Document segment START

OPM records the 'Holy Grail' of counter-intelligence

'Very old systems' and a lot of valuable, unencrypted data left millions vulnerable, despite the application of interior and perimeter defenses.

Shutterstock image: breached lock.

“This problem is not going to go away,” President Barack Obama said June 8. “It's going to accelerate.”

Speaking at a press conference in Germany, the commander in chief was one of many bemoaning the exposure of some 4 million feds’ records in the latest, massive Office of Personnel Management breach revealed last week – and seeking answers to the security conundrum.

OPM’s files weren’t encrypted, and vaunted perimeter defenses failed to keep hackers out of troves of incredibly sensitive information.

“We have known for a long time that there are significant vulnerabilities and that these vulnerabilities are going to accelerate as times go by, both in systems within government and within the private sector,” Obama said. “[W]e have to be nimble, as aggressive and as well-resourced as those who are trying to break into these systems.”

But how?

SSNs, paystubs and dirty laundry exposed

The personnel records of 4.1 million current and former feds were exposed, with types of information exposed varying person to person, an OPM official said. The deeply personal, thorough paperwork that accompanies security clearance investigations was likely among the exposed info. Affected feds should soon receive emails from opmcio@csid.com or letters in the mail with specific details.

Experts have speculated that the breach is part of a broader effort to assemble a database on federal workers for future exploitation.

Document segment END

According to the article on the OPM breach, from which email address should affected federal employees expect to receive details? The material isn't needed for this.

The data START

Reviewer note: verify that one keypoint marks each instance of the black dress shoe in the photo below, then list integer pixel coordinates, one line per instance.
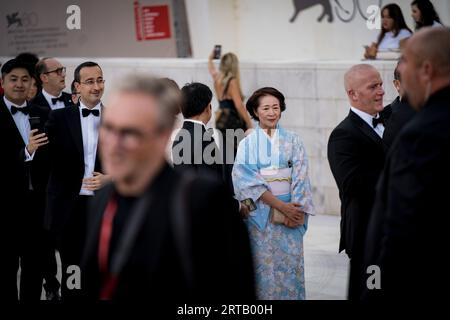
(53, 295)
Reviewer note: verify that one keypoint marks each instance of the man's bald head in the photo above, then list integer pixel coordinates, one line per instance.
(364, 88)
(354, 75)
(433, 45)
(425, 65)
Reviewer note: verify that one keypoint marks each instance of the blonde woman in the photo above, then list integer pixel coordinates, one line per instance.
(227, 84)
(232, 113)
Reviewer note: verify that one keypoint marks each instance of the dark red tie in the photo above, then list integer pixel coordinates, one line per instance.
(109, 281)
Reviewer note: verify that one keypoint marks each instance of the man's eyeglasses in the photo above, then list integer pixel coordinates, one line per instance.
(91, 82)
(58, 71)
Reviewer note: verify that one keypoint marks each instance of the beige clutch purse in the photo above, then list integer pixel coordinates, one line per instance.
(276, 217)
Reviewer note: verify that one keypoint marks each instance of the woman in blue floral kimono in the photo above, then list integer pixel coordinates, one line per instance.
(271, 168)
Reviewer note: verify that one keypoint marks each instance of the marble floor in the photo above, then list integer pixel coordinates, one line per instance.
(326, 271)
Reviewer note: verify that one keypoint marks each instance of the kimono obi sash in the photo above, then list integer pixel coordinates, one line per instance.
(279, 180)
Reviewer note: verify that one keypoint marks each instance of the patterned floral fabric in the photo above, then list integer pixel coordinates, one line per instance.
(277, 250)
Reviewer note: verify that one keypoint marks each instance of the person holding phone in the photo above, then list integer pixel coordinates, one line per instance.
(21, 189)
(271, 169)
(393, 32)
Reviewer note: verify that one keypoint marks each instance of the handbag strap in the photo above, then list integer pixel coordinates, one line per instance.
(225, 89)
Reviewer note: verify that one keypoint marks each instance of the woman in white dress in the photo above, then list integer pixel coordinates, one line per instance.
(424, 14)
(393, 31)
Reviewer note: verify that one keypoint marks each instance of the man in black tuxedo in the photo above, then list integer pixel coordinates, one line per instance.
(400, 113)
(52, 75)
(407, 233)
(21, 187)
(356, 157)
(194, 147)
(156, 233)
(75, 169)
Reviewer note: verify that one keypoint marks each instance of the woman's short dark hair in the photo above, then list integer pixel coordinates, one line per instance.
(395, 12)
(428, 13)
(253, 101)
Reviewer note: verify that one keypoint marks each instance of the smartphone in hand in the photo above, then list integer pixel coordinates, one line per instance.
(217, 51)
(35, 123)
(250, 204)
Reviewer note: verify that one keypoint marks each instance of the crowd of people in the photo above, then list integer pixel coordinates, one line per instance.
(394, 30)
(137, 212)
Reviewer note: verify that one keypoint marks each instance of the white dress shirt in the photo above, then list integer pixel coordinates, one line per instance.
(89, 131)
(23, 125)
(379, 129)
(48, 97)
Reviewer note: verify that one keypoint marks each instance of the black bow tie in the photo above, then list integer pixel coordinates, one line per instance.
(24, 110)
(376, 121)
(85, 112)
(60, 98)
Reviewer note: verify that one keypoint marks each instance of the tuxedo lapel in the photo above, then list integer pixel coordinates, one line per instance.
(74, 124)
(67, 99)
(365, 128)
(9, 123)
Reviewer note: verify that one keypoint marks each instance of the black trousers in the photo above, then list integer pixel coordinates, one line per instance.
(71, 247)
(33, 260)
(21, 243)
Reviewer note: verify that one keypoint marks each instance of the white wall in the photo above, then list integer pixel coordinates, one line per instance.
(315, 100)
(260, 29)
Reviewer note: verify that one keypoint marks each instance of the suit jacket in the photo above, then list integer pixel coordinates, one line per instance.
(356, 157)
(17, 173)
(67, 165)
(406, 234)
(221, 259)
(196, 145)
(40, 100)
(401, 114)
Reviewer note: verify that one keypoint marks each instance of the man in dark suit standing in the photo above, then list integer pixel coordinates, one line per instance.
(194, 147)
(156, 233)
(52, 75)
(356, 157)
(400, 113)
(407, 234)
(75, 170)
(20, 187)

The data END

**Response below:** opmcio@csid.com